§ WHAT YOU HAVE TO DO: Repeat exactly, and only, the lines below starting at the line that contains "For every instance of the thistle" and ending at the line that contains "For every instance of the hummingbird's claw", inclusive of both.

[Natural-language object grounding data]
□ □ □

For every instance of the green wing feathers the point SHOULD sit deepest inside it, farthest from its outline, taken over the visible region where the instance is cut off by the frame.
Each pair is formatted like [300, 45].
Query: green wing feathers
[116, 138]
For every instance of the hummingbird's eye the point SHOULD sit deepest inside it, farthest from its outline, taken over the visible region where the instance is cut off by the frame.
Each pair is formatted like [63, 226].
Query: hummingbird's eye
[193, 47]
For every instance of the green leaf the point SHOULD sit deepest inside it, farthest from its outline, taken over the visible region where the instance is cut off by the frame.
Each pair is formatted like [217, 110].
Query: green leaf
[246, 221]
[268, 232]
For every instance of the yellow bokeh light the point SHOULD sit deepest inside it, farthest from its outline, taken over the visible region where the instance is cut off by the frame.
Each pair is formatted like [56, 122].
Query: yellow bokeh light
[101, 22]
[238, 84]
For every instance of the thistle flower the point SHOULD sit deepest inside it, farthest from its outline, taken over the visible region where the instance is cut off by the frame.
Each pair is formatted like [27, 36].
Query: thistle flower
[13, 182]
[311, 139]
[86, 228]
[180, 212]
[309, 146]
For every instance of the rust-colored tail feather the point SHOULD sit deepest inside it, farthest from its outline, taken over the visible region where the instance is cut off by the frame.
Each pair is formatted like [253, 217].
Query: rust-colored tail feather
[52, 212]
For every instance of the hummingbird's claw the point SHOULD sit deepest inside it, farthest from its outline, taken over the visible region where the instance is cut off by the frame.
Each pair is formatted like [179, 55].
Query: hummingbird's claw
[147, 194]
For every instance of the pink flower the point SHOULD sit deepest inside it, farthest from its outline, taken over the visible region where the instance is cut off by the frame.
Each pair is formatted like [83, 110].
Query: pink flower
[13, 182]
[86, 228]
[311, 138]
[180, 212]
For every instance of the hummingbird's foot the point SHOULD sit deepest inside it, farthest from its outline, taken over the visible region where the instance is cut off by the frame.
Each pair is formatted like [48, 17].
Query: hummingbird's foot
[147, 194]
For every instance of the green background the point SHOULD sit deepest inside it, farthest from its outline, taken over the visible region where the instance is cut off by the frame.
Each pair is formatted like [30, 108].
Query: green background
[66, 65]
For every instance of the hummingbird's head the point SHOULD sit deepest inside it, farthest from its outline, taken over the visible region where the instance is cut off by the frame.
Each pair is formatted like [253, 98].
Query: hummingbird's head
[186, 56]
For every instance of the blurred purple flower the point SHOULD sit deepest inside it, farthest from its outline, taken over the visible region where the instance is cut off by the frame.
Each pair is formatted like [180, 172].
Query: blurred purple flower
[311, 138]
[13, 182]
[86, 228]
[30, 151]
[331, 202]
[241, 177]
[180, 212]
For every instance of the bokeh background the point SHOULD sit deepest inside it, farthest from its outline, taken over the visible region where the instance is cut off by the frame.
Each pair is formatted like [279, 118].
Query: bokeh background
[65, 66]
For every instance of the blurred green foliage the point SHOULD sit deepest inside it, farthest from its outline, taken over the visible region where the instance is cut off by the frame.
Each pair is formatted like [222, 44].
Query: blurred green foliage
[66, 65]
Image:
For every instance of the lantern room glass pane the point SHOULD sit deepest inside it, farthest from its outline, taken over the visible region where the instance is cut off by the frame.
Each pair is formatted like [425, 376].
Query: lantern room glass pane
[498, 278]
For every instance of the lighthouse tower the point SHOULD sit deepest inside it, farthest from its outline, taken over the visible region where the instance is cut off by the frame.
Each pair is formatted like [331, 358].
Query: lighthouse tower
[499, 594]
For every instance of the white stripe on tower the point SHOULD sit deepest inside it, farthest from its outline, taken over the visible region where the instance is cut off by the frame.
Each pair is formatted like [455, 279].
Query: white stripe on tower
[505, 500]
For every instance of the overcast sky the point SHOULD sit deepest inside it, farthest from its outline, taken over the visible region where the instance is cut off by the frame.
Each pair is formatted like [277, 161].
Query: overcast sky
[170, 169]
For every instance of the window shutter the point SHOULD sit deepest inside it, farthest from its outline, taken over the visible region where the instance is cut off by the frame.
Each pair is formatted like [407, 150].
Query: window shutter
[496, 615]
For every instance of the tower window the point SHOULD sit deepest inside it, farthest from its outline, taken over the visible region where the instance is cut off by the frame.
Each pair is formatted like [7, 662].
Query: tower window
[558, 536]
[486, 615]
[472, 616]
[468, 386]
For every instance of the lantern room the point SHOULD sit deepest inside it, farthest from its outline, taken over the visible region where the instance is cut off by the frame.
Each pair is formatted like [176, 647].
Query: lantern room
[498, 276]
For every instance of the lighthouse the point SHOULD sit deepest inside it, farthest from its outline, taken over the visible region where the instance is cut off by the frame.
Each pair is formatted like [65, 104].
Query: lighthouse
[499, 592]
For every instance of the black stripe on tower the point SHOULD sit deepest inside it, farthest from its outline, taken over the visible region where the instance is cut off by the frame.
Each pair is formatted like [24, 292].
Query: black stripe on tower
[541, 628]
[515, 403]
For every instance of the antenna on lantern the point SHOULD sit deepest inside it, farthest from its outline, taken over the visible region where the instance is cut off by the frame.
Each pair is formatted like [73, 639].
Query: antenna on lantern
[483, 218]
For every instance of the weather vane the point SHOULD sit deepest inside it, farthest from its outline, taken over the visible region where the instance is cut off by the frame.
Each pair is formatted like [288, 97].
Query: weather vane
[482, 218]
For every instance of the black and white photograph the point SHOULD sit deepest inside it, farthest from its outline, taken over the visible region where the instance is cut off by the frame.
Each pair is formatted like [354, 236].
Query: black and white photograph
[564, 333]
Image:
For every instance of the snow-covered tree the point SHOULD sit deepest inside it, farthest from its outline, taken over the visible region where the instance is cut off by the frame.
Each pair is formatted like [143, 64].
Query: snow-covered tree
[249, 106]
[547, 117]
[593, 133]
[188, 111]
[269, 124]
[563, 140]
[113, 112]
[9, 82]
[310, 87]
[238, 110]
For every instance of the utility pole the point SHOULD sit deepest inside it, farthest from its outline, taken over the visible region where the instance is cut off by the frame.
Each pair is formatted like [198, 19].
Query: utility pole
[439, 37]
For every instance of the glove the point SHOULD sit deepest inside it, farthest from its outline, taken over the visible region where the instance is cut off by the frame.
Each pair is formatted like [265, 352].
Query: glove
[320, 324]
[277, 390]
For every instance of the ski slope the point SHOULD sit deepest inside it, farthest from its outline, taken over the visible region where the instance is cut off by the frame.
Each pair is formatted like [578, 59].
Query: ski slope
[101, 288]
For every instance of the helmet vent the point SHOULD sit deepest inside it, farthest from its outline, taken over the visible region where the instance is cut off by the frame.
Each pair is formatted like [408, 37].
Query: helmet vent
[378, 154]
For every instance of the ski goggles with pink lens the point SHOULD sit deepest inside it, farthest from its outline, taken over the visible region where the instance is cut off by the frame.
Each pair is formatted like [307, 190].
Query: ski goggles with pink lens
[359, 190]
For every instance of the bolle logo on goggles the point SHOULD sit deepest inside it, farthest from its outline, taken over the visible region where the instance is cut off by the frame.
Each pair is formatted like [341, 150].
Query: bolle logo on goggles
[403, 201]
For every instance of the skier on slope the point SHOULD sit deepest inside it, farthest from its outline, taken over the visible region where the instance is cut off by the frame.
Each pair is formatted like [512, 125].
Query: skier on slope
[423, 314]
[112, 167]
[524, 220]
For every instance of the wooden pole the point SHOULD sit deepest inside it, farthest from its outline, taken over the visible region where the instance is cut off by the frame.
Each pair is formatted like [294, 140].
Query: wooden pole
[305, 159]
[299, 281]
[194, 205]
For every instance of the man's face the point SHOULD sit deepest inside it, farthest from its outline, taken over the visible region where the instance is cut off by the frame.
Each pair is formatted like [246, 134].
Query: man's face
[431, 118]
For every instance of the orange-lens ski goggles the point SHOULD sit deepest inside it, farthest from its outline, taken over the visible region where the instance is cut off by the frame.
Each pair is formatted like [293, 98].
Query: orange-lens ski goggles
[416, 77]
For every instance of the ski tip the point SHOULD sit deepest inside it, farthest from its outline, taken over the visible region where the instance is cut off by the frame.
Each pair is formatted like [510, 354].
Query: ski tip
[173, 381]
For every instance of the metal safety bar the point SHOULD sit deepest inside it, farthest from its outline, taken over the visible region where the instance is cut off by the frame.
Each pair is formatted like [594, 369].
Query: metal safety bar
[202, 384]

□ □ □

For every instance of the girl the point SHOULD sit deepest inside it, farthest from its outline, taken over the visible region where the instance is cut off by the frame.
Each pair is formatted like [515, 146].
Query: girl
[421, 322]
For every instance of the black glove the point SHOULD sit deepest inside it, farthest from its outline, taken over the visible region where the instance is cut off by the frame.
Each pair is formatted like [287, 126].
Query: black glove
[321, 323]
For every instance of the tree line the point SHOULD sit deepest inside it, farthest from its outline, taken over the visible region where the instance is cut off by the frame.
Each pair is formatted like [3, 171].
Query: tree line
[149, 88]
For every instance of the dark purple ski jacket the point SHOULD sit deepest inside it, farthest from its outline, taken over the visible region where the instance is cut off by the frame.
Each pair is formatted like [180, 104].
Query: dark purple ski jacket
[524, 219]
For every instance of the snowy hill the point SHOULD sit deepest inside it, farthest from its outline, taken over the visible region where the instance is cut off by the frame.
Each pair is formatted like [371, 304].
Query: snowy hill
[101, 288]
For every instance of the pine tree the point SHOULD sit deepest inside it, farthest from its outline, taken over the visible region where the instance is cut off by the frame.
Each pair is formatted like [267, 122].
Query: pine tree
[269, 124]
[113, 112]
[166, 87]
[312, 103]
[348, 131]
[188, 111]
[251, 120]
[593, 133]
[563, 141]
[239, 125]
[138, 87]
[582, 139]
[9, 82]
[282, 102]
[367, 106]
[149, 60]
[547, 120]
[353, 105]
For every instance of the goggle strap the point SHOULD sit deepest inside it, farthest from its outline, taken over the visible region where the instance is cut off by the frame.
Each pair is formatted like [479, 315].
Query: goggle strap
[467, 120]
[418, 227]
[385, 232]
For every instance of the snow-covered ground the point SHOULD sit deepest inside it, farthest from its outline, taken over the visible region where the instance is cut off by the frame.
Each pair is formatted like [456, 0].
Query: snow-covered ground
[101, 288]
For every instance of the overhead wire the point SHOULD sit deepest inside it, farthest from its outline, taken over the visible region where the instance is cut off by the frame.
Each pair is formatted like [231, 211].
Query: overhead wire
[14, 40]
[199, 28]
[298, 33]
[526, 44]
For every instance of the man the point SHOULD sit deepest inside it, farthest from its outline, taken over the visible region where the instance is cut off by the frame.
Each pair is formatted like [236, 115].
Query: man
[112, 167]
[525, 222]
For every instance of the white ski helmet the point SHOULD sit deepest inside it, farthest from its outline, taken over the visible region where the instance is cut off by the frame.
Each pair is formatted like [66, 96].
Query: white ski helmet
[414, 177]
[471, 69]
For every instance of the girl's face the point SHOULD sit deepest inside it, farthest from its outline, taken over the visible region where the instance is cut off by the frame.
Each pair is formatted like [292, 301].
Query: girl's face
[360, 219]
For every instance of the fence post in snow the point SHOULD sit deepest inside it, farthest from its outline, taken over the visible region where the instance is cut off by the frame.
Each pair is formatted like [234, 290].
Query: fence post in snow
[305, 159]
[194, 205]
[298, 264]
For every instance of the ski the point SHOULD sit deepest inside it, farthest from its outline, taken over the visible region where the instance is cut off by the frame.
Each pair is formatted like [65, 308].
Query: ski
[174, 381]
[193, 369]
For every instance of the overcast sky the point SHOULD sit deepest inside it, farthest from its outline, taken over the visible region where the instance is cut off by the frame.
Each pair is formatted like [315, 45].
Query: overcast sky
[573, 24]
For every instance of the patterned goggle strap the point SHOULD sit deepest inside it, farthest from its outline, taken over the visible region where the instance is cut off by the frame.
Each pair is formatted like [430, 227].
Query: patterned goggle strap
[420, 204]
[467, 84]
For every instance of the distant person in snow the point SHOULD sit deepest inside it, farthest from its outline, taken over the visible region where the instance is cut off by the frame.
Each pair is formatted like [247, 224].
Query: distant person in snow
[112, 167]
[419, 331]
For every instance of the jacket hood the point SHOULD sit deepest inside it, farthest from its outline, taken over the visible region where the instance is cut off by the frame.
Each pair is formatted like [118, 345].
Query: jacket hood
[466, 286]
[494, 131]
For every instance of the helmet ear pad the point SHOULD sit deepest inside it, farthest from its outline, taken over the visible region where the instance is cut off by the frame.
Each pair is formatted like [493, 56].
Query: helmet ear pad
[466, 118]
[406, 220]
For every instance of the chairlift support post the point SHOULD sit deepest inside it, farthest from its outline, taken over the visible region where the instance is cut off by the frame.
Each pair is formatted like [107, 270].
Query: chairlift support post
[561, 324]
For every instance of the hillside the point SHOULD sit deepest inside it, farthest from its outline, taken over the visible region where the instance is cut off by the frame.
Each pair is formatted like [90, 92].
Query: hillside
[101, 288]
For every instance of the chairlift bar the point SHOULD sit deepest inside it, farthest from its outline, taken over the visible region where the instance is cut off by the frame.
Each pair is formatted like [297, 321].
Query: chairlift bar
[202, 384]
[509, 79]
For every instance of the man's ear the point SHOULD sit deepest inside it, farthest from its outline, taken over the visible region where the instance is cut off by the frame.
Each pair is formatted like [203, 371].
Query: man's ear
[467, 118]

□ □ □

§ TASK ANSWER:
For every instance of the thistle flower the point SHOULD sit deepest inside it, farthest from its outline, taken over the visible region where the instance is cut off by the frame.
Each pair is formatted like [27, 36].
Query: thistle flower
[13, 182]
[311, 139]
[86, 228]
[180, 212]
[309, 146]
For every instance of the rust-colored tail feather the point SHOULD sit deepest inside it, farthest from its outline, taken over the visible region where the instance is cut off by the frame.
Each pair is formatted like [253, 217].
Query: rust-colored tail feather
[52, 212]
For every instance of the hummingbird's claw the point SHOULD sit deepest inside it, farthest from its outline, taken over the visible region where the instance is cut off by the frame.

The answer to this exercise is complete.